SET TASK: Emit the line that holds "Identify one point per instance of the person's" and all lines following it through the end of the data, verbatim, and nothing else.

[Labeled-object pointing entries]
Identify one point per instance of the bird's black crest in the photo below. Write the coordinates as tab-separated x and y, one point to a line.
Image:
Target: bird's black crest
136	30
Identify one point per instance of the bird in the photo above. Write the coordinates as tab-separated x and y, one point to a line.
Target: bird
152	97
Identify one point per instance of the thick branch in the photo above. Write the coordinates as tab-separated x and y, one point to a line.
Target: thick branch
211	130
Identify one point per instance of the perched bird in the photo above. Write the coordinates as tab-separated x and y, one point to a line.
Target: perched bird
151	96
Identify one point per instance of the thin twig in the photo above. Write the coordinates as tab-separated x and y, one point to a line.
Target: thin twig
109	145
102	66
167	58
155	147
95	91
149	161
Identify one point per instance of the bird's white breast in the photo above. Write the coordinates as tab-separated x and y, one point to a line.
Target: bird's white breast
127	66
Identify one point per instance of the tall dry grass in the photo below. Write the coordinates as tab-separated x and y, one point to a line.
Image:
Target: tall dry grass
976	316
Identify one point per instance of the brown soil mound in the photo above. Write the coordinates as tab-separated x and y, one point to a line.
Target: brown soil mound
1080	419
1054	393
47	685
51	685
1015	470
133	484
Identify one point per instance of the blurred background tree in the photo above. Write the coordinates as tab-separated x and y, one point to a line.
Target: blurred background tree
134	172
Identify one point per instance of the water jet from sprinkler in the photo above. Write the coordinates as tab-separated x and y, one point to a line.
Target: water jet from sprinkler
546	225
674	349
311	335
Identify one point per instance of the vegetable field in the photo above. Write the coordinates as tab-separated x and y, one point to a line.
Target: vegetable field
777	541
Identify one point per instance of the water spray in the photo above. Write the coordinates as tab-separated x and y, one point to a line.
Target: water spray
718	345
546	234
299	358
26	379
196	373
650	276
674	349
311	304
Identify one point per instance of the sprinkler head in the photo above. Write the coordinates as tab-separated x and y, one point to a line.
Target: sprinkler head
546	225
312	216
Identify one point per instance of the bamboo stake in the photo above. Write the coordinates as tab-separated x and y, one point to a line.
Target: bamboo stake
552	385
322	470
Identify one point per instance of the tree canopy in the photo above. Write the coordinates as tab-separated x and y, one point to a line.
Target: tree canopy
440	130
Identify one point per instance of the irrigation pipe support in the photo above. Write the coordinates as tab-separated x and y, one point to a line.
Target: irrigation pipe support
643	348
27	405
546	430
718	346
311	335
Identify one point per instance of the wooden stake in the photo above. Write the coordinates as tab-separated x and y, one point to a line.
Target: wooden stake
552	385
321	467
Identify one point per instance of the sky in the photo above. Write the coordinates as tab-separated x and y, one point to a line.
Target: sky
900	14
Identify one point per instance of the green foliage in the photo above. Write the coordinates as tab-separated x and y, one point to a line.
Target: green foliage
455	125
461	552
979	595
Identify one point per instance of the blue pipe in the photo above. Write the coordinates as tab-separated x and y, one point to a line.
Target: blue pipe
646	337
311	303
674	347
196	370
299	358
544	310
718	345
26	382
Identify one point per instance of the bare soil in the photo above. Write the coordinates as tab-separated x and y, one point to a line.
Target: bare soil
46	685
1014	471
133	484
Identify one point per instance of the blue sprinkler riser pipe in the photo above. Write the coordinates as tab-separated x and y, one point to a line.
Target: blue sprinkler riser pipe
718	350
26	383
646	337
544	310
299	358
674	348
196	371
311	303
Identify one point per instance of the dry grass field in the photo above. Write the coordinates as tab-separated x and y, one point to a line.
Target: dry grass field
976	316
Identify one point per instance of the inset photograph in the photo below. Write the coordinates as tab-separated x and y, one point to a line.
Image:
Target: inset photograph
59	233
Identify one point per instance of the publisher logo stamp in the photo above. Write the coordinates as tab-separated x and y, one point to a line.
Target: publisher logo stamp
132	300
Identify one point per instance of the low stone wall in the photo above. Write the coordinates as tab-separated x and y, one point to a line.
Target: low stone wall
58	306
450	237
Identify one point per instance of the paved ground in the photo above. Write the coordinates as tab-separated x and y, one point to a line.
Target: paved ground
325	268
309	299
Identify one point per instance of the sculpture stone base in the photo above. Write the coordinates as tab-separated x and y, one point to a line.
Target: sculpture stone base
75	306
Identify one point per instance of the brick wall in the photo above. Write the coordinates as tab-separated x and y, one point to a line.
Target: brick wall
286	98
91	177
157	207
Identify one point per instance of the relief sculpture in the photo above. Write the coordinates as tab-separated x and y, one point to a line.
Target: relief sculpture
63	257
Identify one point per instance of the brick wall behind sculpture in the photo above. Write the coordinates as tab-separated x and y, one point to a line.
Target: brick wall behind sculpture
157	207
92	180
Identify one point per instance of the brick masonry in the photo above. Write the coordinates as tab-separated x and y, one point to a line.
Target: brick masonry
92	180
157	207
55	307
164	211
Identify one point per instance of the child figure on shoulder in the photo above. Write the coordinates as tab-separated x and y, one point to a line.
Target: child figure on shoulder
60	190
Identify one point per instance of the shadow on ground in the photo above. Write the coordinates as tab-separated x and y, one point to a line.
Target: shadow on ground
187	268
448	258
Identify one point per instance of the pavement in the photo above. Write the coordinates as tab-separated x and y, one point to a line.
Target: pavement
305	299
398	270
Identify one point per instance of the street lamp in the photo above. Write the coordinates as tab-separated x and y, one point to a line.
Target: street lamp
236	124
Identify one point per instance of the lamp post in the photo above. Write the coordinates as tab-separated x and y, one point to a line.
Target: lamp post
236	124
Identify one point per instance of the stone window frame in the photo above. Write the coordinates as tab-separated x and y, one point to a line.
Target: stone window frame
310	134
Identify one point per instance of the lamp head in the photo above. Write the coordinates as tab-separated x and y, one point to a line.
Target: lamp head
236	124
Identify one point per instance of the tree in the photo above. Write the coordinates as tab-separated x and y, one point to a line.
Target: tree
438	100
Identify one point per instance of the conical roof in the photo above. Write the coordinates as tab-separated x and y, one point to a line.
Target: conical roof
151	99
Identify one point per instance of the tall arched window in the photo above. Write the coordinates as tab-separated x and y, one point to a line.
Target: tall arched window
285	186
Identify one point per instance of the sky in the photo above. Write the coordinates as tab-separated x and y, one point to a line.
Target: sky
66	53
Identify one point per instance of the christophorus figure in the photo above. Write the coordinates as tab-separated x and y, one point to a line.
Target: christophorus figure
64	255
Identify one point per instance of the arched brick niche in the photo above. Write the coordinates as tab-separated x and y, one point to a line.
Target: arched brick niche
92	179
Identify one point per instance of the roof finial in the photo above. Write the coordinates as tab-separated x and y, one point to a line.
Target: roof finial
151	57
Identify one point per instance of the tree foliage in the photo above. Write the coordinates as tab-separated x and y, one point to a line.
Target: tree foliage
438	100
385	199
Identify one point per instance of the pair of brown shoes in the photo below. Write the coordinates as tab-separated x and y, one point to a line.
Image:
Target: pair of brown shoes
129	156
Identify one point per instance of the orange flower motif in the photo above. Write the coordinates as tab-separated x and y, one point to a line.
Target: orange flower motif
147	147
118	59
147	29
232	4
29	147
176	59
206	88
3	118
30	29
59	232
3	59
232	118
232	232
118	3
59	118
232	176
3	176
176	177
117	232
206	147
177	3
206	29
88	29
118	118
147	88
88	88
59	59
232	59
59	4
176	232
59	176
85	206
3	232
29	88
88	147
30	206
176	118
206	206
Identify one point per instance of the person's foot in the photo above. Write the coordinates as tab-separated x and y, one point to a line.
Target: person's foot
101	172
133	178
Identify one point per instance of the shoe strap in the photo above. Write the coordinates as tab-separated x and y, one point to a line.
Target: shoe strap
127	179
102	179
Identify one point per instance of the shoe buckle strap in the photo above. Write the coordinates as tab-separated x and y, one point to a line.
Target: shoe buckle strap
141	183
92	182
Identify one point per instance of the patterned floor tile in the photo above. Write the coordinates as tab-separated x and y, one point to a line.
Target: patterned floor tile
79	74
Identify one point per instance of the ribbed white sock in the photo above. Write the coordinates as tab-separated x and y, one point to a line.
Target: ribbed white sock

SOLUTION TO THIS PROBLEM:
Identify one point per instance of the person's foot in the photo above. Write the coordinates as tab-separated x and y, one point to a line.
Target: person's foot
101	172
133	178
Identify one point per instance of the shoe strap in the photo above. Write the coordinates as tab-separated x and y, one point to a line.
Target: shoe strap
127	179
102	179
Identify one point per instance of the shoe buckle strap in the photo above. Write the coordinates as tab-separated x and y, one point to a line.
Target: shoe buckle strap
141	183
92	182
Identify one point per instance of the patterned floor tile in the photo above. Write the coordinates as tab-separated x and y, one point to a line.
Target: patterned floor tile
79	74
Identify one point per instance of the ribbed white sock in the photo above. Write the coordinates as tab-separated x and y, one point to a line.
Target: ribbed white sock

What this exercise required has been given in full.